-- PASSAGE --

━━━

Jagland is reportedly ill, in hospital. Crown Princess Mette-Marit suffers from chronic pulmonary fibrosis and has said she is considering not becoming Queen on the grounds of her ill health. She recently showed up to an event wearing a nasal cannula. (Although there was a rumor going around the conference that she had taken up smoking again, due to the stress of all this.) Rød-Larsen is 78 and not in the best of health. Juul is now retired. Still, though there remain unanswered questions. Who introduced them all to Epstein in the first place? They met in Strasbourg in 2011, it is believed. Oterholm, for one, would like clarity and specifics and is continuing to report.
There was also a tremendous amount of talk about the Crown Princess’s 29-year-old son from a previous marriage, Marius Borg Høiby, who is awaiting the verdict of a trial in which he was charged with 39 offenses, including four rapes. The four alleged victims have not been publicly identified, but sensationally, one of them appeared at the conference, unannounced, in an off-the-record interview after dinner on Friday night.
I have been wondering why we have heard so little about the Høiby trial over here, given his mother’s friendship with Epstein, and the made-for-TV storyline about a young man who grew up as the troubled Black sheep and only non-Royal in his extended family. Turns out that’s because in Norway, the courts decide which foreign journalists get access to the hearings - and, beyond that, which tiny minority of those journalists get even deeper access to the in-camera testimony of the victims.
I was astonished to learn during a session featuring three European journalists who covered the case, that the victims’ testimony is not public record. In Norway, it's entirely left to the discretion of the journalists who hear it as to what to report. (Which, I would argue, puts too much responsibility on the shoulders of the press and paves the way for allegations of corruption and cronyism by the courts.)
Most stunningly of all, however, I learned that the maximum sentence Høiby can get, if he is convicted, is seven years in prison. That is: Four years for one rape, and then only one year on top of that for each of the other rapes.
Wow! Can you imagine if a man in the US were convicted of four separate rapes? In the US, the average sentence for one rape is sixteen years. If someone committed four, they’d almost certainly go to jail for life.
But in Norway, the penal system is heavily weighted towards rehabilitation. The maximum sentence, except in cases of extreme mental illness, is 21 years. And, I was told that in this small country of 5 million, this system works. Norway has one of the lowest recidivism rates in the world, often cited at approximately 20% within two years of release and 25% after five years.
That was just one of the many fascinating things I learned this past weekend. I also learned what Masaana Egede, the CEO and editor-in-chief at Mediehuset Sermitsiaq, Greenland’s only newspaper, felt when Donald Trump Jr, and co, landed on his shores.

━━━

-- DATASET EXCERPTS --
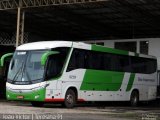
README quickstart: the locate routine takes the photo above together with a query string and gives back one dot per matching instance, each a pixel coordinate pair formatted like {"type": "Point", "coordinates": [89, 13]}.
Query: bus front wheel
{"type": "Point", "coordinates": [37, 104]}
{"type": "Point", "coordinates": [134, 98]}
{"type": "Point", "coordinates": [70, 99]}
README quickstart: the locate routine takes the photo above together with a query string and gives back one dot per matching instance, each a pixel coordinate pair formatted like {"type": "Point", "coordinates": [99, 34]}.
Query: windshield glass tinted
{"type": "Point", "coordinates": [26, 68]}
{"type": "Point", "coordinates": [15, 68]}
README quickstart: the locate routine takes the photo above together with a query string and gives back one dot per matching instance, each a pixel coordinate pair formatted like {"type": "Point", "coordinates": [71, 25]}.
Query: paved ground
{"type": "Point", "coordinates": [108, 111]}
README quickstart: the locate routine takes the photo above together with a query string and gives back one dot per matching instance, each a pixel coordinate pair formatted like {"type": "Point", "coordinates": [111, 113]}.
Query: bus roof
{"type": "Point", "coordinates": [42, 45]}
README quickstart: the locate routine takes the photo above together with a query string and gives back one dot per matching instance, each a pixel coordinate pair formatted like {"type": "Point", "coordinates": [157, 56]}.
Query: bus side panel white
{"type": "Point", "coordinates": [51, 89]}
{"type": "Point", "coordinates": [146, 84]}
{"type": "Point", "coordinates": [73, 78]}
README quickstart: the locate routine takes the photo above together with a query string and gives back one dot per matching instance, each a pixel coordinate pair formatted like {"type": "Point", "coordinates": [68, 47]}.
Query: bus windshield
{"type": "Point", "coordinates": [26, 68]}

━━━

According to the passage on the Høiby trial, what is the maximum prison sentence Høiby can receive if convicted? Disregard the lines; they have no role here.

Seven years in prison.